━━ TASK INPUTS ━━
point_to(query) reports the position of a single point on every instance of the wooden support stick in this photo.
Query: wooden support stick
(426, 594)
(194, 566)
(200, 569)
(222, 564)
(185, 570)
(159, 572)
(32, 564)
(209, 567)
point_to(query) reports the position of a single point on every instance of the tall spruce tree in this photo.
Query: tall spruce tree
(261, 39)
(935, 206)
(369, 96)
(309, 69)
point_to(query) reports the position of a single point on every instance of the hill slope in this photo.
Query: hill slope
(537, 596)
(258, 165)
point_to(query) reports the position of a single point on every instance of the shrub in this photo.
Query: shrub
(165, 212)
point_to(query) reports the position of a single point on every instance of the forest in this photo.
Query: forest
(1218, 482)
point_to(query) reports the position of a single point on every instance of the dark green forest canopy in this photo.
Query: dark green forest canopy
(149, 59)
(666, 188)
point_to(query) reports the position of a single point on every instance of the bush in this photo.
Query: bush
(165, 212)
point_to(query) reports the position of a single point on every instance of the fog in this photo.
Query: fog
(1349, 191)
━━━
━━ TASK INPUTS ━━
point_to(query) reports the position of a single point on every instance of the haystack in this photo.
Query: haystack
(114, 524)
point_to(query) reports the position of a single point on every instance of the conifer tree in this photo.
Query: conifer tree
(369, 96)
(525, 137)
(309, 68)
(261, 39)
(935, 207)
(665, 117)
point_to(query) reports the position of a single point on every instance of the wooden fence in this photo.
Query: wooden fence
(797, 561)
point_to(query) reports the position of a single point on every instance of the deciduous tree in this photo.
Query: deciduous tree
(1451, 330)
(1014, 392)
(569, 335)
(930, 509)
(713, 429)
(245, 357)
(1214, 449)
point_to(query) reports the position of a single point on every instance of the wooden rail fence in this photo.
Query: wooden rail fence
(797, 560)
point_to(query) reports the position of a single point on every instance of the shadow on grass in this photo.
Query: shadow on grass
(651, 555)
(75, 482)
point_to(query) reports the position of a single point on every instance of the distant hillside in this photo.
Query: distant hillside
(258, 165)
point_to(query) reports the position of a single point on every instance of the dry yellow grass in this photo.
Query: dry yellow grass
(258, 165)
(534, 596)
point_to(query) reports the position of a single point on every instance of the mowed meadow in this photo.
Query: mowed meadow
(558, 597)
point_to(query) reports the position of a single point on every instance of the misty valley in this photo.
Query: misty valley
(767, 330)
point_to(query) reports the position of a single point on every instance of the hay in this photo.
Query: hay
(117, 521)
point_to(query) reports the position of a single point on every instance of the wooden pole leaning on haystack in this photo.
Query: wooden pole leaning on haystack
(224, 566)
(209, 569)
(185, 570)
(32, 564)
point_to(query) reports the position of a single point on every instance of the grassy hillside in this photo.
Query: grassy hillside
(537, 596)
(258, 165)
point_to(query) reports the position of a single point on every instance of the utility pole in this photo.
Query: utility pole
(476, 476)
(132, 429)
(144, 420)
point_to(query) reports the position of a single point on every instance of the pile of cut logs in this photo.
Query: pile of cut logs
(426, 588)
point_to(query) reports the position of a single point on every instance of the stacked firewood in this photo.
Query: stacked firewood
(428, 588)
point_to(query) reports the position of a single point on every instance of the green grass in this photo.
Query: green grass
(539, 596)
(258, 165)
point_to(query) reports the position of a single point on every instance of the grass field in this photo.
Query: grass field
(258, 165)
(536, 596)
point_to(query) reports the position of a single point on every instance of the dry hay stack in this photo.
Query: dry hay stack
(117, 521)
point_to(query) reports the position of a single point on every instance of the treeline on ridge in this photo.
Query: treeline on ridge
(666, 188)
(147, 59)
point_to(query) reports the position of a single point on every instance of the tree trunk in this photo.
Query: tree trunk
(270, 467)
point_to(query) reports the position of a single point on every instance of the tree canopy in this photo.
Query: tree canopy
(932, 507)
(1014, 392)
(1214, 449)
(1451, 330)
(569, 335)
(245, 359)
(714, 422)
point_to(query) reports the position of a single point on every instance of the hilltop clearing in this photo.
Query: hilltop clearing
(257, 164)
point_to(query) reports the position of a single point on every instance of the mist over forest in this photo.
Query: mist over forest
━━━
▸ **TO DO**:
From the entries above, print the lines beginning at the one with "Query: grassy hillside" and stopping after the one with "Query: mist over forest", exactly as written and with nothing else.

▸ **TASK ANSWER**:
Query: grassy hillside
(537, 596)
(258, 165)
point_to(query) reports the position of a single point on every instance of the utility pole in this photo.
Query: utility pole
(476, 476)
(132, 429)
(144, 420)
point_to(query) reports the position of a single point on every instance of the pile of cut logs in this photo.
Query: pile of cut logs
(426, 588)
point_to(query) reports the position of a single point on every instance of the stacked firewood in this photo.
Query: stacked firewood
(428, 588)
point_to(query) reports the position of a single point on every instance of the green grass in this photo.
Query: green grass
(539, 596)
(258, 165)
point_to(query) reports the position of a single point on every instance of the grass field in this photo.
Query: grass field
(258, 165)
(536, 596)
point_to(query) reports the position of a single point on every instance of the dry hay stack in this photo.
Query: dry hay stack
(117, 521)
point_to(query) reports the position of a single point on every instance of the treeline on ridge in this photo.
Query: treeline on ridge
(666, 188)
(147, 59)
point_to(query) reports the position of a single point on every instance of the tree trunk in this photo.
Query: tree trunk
(270, 467)
point_to(query) reports the position of a single point on every instance of the tree canopy in this photo.
Query: tree canopy
(932, 507)
(1014, 392)
(1214, 449)
(1451, 330)
(569, 335)
(245, 359)
(714, 422)
point_to(query) reports the position of a single point on every instance of the hilltop clearing in this photo.
Query: hilltop clearing
(257, 164)
point_to(query) reports the position of a single point on every instance of the mist over forest in this photo.
Query: mist over forest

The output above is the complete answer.